Scan the records for the word "green". Report each line where it occurs.

* Supplied entries *
|---|
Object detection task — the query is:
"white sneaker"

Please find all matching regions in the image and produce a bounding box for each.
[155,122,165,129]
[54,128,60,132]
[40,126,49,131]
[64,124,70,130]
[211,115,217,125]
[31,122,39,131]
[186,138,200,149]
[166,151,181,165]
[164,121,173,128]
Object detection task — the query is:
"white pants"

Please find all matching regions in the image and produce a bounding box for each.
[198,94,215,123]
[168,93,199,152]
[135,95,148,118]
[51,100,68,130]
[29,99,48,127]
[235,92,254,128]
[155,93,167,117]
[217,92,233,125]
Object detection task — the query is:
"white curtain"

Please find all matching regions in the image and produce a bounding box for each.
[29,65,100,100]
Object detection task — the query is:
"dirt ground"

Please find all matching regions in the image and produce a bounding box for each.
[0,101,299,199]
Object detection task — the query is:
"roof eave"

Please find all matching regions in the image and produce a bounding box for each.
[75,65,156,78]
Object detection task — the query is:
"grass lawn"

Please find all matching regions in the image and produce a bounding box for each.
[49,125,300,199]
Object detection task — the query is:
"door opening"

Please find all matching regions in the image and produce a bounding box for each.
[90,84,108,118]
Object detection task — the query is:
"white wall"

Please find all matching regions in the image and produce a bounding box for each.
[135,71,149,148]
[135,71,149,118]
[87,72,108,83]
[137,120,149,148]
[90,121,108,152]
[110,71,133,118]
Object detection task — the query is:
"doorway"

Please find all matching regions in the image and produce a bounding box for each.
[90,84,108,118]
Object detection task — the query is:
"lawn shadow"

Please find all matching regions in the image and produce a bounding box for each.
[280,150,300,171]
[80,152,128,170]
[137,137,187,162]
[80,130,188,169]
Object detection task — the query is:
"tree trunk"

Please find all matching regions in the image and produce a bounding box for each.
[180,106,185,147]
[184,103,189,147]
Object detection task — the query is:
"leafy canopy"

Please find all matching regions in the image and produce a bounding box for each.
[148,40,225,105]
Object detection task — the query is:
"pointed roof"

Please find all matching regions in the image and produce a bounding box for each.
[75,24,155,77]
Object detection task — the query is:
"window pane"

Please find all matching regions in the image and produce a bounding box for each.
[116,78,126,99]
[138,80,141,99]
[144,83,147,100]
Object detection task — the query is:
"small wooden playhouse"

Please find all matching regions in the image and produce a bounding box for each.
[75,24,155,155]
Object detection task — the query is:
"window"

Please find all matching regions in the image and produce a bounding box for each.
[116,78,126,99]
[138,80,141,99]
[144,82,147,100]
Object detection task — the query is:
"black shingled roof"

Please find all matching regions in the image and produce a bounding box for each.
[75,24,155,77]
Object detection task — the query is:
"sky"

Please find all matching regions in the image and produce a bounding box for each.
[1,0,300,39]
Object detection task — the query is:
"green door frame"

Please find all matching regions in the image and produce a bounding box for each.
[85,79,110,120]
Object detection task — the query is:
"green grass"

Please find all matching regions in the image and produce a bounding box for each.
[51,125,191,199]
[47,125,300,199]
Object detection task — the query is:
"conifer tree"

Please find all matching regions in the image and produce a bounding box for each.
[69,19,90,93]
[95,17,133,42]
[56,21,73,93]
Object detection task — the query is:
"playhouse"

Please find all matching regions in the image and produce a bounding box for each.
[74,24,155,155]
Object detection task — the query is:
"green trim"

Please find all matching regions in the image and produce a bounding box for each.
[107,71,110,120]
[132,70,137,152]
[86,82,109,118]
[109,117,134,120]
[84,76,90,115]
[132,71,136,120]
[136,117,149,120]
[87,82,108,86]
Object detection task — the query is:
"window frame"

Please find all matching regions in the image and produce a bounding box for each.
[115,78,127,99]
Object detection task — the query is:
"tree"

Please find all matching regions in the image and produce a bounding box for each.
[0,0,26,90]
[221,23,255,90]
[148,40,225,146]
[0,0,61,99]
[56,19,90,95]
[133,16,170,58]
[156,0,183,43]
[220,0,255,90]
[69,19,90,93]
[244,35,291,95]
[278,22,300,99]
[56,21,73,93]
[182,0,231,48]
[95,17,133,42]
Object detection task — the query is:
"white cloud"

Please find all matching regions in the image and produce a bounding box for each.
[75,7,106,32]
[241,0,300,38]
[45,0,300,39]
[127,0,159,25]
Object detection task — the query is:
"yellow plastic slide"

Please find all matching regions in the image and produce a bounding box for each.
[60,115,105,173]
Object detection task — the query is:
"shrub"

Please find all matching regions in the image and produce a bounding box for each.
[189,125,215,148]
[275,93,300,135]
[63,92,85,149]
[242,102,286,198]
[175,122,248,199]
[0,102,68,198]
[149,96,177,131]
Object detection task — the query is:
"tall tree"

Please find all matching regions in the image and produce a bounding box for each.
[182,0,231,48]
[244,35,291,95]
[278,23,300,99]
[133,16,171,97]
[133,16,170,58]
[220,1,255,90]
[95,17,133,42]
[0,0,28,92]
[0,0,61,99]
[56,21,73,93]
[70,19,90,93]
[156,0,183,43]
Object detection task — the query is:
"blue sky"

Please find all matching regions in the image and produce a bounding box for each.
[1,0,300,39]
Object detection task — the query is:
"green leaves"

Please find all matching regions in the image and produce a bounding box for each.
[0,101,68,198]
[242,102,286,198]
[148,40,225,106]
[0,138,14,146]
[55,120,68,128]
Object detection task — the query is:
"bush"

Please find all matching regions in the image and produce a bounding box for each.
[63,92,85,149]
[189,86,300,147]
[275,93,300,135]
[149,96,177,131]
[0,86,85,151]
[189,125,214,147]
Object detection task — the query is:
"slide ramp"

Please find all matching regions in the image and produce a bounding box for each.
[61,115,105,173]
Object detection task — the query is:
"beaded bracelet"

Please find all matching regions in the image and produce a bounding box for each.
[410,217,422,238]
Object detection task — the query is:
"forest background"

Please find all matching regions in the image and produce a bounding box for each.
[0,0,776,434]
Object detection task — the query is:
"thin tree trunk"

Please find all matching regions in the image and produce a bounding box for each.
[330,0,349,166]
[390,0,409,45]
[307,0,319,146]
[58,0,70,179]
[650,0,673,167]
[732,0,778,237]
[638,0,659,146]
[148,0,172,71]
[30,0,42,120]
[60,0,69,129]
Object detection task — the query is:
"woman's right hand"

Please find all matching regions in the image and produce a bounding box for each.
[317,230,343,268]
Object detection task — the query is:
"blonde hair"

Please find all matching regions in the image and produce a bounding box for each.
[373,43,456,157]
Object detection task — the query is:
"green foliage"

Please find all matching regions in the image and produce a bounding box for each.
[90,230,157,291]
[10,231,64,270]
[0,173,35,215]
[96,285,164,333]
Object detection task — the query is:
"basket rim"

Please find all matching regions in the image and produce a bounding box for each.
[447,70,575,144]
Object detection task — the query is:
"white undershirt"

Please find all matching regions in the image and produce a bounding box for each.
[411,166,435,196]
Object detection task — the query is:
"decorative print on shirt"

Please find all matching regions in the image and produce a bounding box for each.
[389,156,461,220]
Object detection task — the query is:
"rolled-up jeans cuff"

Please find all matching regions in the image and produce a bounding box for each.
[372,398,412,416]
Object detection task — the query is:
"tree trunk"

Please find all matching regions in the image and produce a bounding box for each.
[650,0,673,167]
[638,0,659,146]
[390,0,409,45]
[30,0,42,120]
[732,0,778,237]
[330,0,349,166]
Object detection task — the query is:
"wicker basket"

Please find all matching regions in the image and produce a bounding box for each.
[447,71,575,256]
|---|
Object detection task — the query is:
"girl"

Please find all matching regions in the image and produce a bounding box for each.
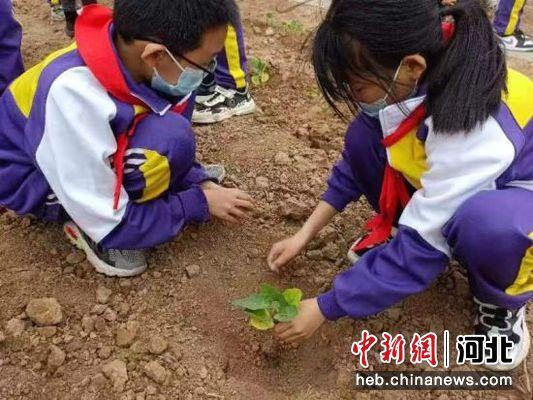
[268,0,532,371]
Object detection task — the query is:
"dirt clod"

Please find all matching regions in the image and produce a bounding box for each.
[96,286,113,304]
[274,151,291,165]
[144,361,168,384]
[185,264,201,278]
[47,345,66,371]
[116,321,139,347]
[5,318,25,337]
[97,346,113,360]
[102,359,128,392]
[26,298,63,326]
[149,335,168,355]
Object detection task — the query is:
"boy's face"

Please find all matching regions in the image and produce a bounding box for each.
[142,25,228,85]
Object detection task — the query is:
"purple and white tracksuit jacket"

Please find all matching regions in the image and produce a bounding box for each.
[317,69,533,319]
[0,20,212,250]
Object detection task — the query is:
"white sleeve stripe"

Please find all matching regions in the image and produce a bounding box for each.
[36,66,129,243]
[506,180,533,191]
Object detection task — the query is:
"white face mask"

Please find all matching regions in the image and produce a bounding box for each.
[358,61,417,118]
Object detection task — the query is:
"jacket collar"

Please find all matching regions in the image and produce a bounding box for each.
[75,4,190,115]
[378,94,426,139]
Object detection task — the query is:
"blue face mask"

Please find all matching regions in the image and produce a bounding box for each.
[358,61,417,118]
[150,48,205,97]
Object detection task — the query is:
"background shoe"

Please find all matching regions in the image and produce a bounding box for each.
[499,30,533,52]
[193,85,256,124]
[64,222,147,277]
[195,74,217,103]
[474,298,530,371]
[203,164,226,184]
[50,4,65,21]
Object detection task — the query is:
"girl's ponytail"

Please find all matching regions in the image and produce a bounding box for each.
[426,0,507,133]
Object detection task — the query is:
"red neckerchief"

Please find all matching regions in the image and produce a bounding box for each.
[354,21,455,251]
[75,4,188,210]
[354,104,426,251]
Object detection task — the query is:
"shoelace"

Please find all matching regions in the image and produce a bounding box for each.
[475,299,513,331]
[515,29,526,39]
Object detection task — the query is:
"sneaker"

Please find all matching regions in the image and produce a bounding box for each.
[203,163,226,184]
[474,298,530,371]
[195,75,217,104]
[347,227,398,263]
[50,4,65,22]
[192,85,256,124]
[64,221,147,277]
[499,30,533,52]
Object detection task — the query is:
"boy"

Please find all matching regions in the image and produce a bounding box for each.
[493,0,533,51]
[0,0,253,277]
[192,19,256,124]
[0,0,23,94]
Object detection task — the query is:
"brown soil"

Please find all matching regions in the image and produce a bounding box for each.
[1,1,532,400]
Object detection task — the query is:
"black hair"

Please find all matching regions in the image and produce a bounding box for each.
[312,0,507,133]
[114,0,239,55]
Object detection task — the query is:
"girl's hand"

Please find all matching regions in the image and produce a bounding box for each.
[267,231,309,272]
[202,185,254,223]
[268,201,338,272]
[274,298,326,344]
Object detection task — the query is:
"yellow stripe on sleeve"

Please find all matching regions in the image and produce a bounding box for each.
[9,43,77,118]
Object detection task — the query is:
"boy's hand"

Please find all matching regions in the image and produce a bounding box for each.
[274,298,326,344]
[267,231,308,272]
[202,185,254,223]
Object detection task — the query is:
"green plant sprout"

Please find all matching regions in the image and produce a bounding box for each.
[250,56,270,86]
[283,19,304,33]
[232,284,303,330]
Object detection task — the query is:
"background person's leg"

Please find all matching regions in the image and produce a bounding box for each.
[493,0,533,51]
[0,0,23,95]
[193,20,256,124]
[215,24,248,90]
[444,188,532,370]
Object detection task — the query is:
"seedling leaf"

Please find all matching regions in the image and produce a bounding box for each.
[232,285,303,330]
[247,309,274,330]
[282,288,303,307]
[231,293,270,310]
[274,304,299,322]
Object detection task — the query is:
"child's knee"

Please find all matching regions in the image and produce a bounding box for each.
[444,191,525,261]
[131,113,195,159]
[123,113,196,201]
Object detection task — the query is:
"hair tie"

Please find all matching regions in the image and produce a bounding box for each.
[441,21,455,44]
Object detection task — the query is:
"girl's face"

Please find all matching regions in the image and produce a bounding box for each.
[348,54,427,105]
|---|
* Answer section *
"green door frame"
"green grass"
"green trim"
"green leaves"
"green foliage"
"green plant sprout"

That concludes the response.